[SOURCE RECORDS start]

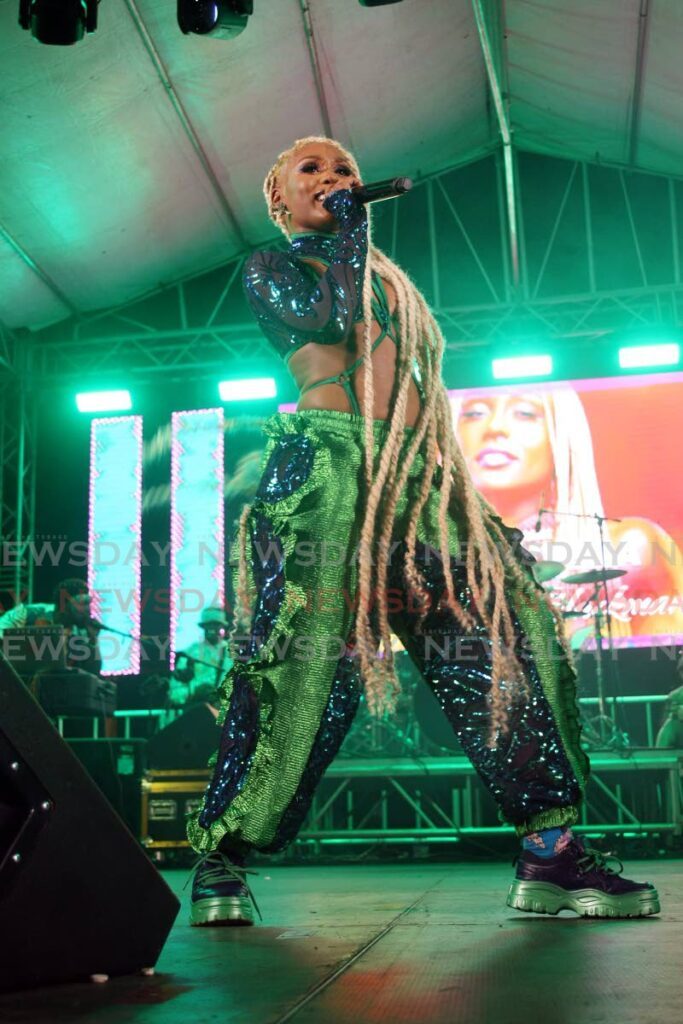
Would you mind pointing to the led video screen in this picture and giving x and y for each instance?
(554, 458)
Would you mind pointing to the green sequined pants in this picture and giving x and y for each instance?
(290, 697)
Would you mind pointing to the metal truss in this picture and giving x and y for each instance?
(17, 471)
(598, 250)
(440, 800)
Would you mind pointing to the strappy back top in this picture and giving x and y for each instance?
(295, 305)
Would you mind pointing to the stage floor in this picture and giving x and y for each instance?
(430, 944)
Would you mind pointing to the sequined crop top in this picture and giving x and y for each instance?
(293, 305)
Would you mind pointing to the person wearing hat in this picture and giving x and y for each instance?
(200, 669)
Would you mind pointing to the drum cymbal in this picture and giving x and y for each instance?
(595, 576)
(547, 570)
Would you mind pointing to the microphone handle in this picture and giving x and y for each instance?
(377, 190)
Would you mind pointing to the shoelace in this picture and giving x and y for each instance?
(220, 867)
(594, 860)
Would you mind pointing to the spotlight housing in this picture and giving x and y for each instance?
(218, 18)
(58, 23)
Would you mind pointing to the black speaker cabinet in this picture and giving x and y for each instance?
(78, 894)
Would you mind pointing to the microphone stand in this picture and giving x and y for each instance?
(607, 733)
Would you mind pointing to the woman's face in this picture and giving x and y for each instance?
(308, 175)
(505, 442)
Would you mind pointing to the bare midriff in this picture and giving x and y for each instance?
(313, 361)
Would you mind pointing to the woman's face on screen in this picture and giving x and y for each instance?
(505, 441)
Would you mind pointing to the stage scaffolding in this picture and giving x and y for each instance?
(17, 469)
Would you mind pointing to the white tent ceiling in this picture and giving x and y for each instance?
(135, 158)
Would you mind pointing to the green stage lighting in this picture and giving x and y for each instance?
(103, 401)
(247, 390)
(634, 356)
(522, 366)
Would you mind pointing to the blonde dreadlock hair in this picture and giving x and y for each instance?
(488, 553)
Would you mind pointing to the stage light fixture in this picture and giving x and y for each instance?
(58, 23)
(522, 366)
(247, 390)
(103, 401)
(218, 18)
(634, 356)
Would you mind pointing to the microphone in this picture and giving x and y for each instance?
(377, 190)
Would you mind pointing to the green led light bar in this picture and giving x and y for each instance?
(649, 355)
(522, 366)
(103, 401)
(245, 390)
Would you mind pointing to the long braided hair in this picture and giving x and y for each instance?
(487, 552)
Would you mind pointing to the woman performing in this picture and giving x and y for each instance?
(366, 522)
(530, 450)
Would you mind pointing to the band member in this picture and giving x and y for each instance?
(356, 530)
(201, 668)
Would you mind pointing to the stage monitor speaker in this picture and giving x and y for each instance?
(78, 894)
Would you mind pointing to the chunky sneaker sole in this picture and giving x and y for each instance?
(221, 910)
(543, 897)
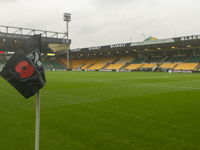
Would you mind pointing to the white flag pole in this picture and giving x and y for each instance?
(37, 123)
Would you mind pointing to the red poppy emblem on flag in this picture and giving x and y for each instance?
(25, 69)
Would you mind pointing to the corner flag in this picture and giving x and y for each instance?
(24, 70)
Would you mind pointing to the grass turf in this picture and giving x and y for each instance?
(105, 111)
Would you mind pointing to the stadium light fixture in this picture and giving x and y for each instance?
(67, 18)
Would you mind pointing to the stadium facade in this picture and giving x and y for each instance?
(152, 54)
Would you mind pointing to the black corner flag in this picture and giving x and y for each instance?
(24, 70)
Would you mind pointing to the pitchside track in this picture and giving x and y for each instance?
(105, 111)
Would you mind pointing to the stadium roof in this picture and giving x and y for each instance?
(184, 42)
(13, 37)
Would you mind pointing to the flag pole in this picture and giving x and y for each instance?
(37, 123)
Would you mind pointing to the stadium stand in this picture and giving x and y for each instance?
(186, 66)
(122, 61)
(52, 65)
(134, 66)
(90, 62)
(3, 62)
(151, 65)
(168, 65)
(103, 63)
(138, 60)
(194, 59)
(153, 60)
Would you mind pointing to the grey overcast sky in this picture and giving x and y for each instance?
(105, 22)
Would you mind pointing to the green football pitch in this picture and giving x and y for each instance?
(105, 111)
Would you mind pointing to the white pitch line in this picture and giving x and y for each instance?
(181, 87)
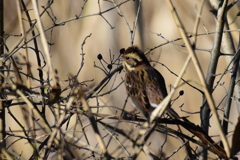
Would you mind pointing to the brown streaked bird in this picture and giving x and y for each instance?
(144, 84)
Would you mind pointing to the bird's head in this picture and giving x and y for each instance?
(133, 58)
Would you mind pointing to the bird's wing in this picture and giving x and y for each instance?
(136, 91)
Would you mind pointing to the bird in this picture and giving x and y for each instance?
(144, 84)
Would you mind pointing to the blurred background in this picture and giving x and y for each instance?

[SOURCE RECORDS end]

== WHAT NEEDS TO BE DONE ==
Keep the pictures out of your copy, and repeat every entry above exactly.

== THE RESULT ==
Would you mind pointing to the led video screen in this picture and giving x and y for each instance?
(554, 458)
Would you mind pointing to the green sequined pants in this picture and giving x and y for each instance?
(290, 697)
Would you mind pointing to the metal truss in this picture and giving x and y for each instance?
(17, 471)
(598, 250)
(440, 800)
Would you mind pointing to the strappy back top in this picture and giving x and y for each instance?
(295, 305)
Would you mind pointing to the stage floor in this picture and giving x and y for each instance?
(430, 944)
Would you mind pointing to the sequined crop top in this picture and giving x and y for each instance?
(293, 305)
Would you mind pointing to the person wearing hat in this picture and giving x and y for each instance?
(200, 669)
Would you mind pointing to the drum cymbal in this picture and giving x and y for each instance?
(595, 576)
(547, 570)
Would you mind pointing to the microphone handle in this picture and giving x and y for each instance?
(377, 190)
Would you mind pointing to the shoelace in this picture and giving x and y for each instance?
(220, 867)
(594, 860)
Would you mind pointing to the spotlight housing in this picture and giving x and y for each instance?
(218, 18)
(58, 23)
Would you mind pointing to the black speaker cabinet in this picture and giving x and y for each instance?
(78, 894)
Would you mind pointing to the microphone stand in this picture and giving x and y for each instance?
(607, 733)
Would you mind pointing to the woman's face in this picture and giving x and y for each instance?
(308, 175)
(505, 442)
Would you mind pointing to the bare midriff in this picture and giving x and y for each instance?
(313, 361)
Would you mind pointing to the woman's face on screen in this picture and giving x and y for each instance?
(505, 441)
Would you mind pointing to the stage scaffolding in this picture and giving x and y for each instance?
(17, 469)
Would you mind pointing to the white tent ceiling in this picture and giving x and y for each instance?
(135, 158)
Would you mind pointing to the green stage lighting in this picture and giving x and y for each instance?
(103, 401)
(247, 390)
(634, 356)
(522, 366)
Would you mind pointing to the blonde dreadlock hair in this picture and giving x and y for each instance?
(488, 553)
Would you mind pointing to the stage light fixture in this picture and giving x and y for each instance?
(58, 23)
(522, 366)
(247, 390)
(103, 401)
(218, 18)
(634, 356)
Would you mind pointing to the microphone in this picture and giving x and y for each instance?
(377, 190)
Would you mind pointing to the green led light bar in this picture and giving x and y for each instance?
(649, 355)
(522, 366)
(103, 401)
(245, 390)
Would you mind pointing to the long braided hair in this picture and giving x and y for each instance?
(487, 552)
Would you mind pointing to the woman performing in this picture and giving x and y for each instance?
(366, 522)
(530, 450)
Would you mind pointing to the band member in this picture and giving x and y for each instance?
(356, 530)
(201, 668)
Would you mind pointing to the stage monitor speaker in this picture and giving x and y for each instance?
(78, 894)
Would you mind pointing to the chunky sneaker sole in this picture and giving x and y for each instance?
(221, 910)
(543, 897)
Would you mind pointing to the white flag pole in this picture and giving x and y for each instance?
(37, 123)
Would you mind pointing to the red poppy emblem on flag in this picture and giving x and y for each instance?
(25, 69)
Would you mind pointing to the corner flag in this picture and giving x and y for each instance?
(24, 70)
Would you mind pointing to the grass turf in this picture and giving x and y for each instance?
(105, 111)
Would you mind pointing to the stadium light fixture in this picture and giving x and y for each instance?
(67, 18)
Would you mind pointing to the stadium facade in this picture and giving x and y for each instance?
(152, 54)
Would you mind pointing to the black corner flag in this picture and giving x and y for each instance?
(24, 70)
Would you mind pointing to the pitchside track in this picture and giving x and y for each instance?
(105, 111)
Would you mind pointing to the stadium roof in this picture and giving x and y for each instance?
(184, 42)
(13, 37)
Would you mind pointing to the flag pole in this picture and giving x and y for each instance?
(37, 123)
Would you mind pointing to the stadium stand in this picture and giving x and y for each instance?
(186, 66)
(122, 61)
(52, 65)
(134, 66)
(90, 62)
(3, 62)
(151, 65)
(168, 65)
(103, 63)
(138, 60)
(194, 59)
(153, 60)
Would you mind pointing to the grey overcast sky in this picture and giving x and y for each instance?
(105, 22)
Would you mind pointing to the green football pitch in this picture and giving x and y for each instance?
(105, 111)
Would you mind pointing to the white pitch line in this picture and giving x and y for each instance?
(181, 87)
Would you mind pointing to the brown streaked bird in this picture and giving x and y for each instance?
(144, 84)
Would you mind pointing to the bird's head in this picture and giving x and y for each instance?
(133, 58)
Would you mind pointing to the bird's wing in this picture and giving x and y for each instance?
(136, 91)
Would you mind pointing to the bird in this picture and giving x and y for each instance?
(144, 84)
Would you mind pointing to the blurred background in this picture and giving x and y for each instance?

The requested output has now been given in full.